Activity
Determine the number of lines in the data that include the word "wall", and write only that number.
___ Input data ___
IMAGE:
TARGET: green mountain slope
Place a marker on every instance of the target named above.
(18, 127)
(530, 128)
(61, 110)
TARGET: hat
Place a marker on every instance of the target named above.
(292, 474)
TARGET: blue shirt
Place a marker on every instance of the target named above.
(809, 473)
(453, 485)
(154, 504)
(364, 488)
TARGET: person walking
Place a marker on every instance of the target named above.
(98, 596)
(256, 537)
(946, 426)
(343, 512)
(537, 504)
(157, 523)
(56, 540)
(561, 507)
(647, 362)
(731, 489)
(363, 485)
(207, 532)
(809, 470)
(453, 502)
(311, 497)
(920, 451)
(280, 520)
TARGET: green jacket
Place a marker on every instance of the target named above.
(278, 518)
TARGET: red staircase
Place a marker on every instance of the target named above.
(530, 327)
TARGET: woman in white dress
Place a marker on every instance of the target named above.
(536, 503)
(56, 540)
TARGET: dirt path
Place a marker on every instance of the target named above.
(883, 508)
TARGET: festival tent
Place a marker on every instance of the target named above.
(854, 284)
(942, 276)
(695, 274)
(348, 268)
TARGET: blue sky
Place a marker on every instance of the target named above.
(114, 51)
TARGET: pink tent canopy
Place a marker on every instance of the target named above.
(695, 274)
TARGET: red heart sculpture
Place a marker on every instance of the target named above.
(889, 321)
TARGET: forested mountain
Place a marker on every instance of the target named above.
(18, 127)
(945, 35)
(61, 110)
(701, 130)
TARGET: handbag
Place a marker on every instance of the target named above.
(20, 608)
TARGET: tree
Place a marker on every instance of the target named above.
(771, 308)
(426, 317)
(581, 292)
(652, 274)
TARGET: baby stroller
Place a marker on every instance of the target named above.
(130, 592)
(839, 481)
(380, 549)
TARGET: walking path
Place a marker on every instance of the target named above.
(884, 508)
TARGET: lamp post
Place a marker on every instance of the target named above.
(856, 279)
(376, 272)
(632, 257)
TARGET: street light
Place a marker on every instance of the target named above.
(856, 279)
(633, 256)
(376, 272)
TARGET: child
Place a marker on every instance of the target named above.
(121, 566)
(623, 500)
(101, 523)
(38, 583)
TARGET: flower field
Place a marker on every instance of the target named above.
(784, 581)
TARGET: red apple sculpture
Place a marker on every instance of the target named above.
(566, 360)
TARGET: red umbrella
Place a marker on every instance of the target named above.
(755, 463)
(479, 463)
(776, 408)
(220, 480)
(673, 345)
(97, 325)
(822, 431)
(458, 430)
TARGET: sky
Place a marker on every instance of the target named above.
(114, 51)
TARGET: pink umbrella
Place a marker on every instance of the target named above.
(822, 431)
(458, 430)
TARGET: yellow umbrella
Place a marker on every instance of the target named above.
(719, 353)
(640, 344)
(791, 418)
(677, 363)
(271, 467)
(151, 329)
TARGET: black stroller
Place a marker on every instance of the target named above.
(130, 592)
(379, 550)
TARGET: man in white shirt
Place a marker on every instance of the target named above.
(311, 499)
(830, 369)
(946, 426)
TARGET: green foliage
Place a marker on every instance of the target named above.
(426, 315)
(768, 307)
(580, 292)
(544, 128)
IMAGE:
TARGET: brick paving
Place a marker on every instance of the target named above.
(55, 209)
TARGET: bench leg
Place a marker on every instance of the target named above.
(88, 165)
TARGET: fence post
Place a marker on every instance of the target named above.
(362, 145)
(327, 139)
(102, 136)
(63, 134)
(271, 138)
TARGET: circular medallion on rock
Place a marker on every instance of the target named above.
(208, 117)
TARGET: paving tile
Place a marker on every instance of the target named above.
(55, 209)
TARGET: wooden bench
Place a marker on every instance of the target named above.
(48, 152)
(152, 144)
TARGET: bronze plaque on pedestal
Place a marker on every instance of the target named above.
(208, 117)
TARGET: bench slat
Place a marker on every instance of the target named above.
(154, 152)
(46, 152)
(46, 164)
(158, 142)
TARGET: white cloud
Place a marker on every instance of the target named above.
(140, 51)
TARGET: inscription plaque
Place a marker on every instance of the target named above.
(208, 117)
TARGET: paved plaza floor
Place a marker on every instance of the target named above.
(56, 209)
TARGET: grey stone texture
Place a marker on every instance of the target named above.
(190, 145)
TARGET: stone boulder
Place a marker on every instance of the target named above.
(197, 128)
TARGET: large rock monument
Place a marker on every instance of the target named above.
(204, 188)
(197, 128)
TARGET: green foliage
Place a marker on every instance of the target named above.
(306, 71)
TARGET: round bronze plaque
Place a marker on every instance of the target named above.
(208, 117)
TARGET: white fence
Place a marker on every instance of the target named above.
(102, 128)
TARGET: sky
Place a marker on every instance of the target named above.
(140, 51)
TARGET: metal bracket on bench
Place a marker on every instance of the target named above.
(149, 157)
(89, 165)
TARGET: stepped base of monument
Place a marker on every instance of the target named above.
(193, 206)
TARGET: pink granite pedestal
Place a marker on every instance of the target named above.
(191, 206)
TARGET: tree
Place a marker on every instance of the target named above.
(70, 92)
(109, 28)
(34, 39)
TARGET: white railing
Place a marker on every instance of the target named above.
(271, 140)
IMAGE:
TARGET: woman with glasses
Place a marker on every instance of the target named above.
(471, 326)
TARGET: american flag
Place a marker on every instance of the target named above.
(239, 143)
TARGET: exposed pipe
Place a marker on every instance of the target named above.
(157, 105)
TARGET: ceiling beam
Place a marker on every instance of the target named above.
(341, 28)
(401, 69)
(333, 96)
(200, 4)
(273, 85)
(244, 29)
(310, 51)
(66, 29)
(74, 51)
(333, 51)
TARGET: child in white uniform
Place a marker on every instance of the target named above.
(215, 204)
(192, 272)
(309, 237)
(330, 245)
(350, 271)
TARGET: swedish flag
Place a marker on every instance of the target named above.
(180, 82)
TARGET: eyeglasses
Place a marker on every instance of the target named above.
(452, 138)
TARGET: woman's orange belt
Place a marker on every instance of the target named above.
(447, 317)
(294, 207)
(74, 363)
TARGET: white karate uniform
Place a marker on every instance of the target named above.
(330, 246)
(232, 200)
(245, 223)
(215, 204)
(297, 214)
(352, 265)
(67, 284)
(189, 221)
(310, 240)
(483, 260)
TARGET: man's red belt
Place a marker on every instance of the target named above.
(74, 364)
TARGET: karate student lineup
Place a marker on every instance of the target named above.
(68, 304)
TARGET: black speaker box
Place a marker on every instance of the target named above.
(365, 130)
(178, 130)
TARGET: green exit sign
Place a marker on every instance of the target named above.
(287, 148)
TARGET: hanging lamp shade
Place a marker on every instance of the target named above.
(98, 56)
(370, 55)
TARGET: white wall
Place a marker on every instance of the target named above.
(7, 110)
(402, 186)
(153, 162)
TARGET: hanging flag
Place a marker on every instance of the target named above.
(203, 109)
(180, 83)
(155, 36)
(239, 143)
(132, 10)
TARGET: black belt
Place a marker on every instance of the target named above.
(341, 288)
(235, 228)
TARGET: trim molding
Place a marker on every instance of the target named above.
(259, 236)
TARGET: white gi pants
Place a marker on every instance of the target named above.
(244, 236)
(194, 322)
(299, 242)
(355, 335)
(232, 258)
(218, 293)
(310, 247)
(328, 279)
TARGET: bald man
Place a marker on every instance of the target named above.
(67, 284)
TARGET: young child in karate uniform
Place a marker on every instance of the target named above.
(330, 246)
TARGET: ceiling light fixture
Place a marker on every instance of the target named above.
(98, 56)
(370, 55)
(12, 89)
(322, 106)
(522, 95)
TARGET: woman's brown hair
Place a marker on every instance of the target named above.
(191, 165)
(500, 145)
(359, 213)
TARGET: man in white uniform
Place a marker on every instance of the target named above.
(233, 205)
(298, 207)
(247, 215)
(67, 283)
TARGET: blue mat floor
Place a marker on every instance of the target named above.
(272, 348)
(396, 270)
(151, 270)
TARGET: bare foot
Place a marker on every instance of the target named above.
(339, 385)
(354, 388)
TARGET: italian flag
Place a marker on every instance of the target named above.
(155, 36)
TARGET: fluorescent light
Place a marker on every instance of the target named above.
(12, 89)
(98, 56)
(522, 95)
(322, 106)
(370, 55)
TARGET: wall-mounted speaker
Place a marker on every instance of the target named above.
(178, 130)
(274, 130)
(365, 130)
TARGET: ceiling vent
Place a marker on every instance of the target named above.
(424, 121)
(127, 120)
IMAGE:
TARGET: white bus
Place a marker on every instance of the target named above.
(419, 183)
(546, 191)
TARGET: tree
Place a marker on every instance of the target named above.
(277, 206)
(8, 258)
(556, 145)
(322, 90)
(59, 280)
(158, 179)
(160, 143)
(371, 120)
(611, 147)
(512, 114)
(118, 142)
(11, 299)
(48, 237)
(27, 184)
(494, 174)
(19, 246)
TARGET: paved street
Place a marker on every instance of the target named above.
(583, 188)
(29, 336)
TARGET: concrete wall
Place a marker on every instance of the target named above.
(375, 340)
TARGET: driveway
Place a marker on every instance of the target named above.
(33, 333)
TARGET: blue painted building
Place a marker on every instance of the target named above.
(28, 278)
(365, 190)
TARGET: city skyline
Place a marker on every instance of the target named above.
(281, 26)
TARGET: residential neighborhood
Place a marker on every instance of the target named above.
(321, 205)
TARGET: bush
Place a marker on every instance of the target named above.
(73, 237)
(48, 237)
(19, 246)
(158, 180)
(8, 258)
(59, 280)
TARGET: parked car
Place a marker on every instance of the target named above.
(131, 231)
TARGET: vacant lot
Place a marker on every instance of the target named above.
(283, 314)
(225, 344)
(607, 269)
___
Result of this exercise
3